Task directions:
Using the listing below, set down each line from the line containing "target | roof ridge" through the line containing "target | blue sky", both ends included, exactly and with nothing added.

►

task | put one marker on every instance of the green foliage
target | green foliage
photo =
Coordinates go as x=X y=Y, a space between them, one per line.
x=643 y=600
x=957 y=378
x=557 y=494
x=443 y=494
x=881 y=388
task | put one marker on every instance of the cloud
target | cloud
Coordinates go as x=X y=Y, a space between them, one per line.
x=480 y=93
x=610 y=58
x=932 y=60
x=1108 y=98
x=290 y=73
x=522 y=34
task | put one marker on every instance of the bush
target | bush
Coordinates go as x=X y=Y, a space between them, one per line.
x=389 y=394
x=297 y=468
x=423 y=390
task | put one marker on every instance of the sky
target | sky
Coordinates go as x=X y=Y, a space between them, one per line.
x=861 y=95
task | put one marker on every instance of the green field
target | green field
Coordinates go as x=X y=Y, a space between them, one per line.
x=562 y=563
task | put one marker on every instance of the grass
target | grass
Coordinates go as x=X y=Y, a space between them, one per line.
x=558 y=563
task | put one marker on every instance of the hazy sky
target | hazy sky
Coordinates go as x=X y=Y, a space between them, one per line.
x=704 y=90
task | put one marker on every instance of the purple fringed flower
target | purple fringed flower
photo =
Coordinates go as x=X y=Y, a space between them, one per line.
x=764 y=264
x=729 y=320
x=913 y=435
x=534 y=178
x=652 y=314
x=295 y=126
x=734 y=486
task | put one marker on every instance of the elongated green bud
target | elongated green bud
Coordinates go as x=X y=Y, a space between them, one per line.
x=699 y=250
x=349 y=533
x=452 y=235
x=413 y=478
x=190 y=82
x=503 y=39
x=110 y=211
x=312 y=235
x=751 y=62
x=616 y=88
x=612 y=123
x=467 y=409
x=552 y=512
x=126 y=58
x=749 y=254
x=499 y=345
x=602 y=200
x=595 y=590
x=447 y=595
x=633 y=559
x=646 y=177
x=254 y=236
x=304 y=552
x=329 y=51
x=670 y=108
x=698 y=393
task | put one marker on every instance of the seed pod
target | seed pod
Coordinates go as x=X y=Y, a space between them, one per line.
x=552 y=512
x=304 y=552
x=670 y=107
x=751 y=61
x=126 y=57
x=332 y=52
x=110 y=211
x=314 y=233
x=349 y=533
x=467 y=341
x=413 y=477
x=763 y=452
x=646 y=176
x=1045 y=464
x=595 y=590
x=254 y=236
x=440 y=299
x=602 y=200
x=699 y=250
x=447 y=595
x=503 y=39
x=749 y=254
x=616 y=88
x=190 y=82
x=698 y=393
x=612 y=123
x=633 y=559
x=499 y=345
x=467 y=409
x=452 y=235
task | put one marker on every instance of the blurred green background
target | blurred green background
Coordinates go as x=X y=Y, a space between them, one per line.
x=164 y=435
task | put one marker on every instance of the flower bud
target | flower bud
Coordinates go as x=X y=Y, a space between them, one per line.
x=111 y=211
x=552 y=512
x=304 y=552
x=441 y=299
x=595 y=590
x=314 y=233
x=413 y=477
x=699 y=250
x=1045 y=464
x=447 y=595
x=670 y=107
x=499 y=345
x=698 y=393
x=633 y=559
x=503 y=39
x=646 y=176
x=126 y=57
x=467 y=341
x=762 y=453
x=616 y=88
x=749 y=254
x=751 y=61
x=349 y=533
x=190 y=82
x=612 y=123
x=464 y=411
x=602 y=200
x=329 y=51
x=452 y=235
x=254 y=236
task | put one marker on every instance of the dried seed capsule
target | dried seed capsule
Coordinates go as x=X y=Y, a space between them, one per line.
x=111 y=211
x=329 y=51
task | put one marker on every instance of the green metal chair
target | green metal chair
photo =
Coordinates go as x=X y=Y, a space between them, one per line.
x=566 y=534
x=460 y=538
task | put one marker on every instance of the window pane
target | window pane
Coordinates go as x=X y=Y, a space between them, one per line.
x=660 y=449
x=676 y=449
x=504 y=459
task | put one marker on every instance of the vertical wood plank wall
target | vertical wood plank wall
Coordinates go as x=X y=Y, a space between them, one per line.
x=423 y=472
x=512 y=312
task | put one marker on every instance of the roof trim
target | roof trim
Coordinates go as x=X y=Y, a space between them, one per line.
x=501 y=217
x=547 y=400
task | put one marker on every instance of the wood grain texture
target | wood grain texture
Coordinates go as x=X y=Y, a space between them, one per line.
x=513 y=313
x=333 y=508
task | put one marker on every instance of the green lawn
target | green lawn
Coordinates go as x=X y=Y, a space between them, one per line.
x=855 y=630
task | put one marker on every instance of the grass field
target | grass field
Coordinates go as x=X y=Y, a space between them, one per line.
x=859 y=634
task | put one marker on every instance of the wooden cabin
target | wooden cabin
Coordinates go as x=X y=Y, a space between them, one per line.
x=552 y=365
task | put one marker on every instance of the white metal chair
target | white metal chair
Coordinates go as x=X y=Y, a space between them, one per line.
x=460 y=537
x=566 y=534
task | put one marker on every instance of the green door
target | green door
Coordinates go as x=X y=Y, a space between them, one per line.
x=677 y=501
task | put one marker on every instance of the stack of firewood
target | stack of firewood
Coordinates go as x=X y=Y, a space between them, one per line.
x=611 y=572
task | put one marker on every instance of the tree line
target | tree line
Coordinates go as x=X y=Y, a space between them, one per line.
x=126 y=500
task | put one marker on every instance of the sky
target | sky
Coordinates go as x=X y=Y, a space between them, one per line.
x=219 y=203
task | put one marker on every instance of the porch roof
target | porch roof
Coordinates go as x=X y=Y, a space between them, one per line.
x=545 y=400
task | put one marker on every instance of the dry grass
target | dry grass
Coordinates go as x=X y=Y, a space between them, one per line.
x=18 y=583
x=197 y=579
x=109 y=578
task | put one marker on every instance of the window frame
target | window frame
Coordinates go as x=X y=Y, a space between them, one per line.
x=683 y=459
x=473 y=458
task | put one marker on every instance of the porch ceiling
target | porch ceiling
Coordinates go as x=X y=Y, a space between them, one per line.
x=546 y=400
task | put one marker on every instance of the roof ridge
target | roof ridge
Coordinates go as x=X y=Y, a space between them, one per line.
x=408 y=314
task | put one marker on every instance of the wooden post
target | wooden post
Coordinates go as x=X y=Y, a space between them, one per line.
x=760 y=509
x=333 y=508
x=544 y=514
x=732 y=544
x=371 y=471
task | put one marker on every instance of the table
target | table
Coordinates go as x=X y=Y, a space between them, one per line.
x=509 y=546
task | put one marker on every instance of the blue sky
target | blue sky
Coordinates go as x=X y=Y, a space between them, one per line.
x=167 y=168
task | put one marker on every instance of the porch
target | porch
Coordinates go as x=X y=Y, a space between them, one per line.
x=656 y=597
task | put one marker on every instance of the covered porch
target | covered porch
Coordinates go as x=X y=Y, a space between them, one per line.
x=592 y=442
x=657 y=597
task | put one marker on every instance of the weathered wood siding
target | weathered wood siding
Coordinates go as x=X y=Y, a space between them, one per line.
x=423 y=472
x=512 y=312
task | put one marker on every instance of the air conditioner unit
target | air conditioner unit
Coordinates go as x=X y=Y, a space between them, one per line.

◄

Output for this task:
target | roof ridge
Coordinates go as x=X y=Y, a space between them, one per line.
x=408 y=314
task | put one marker on every instance of the wooden post
target | wooden post
Coordinates go as x=X y=Y, a space between them, one per line.
x=760 y=509
x=333 y=508
x=544 y=514
x=732 y=544
x=371 y=471
task | put one marker on every instance of the table
target | table
Coordinates go as x=X y=Y, a space between them, one per line.
x=509 y=546
task | put one marker on every instance of the blue sky
target | blue sky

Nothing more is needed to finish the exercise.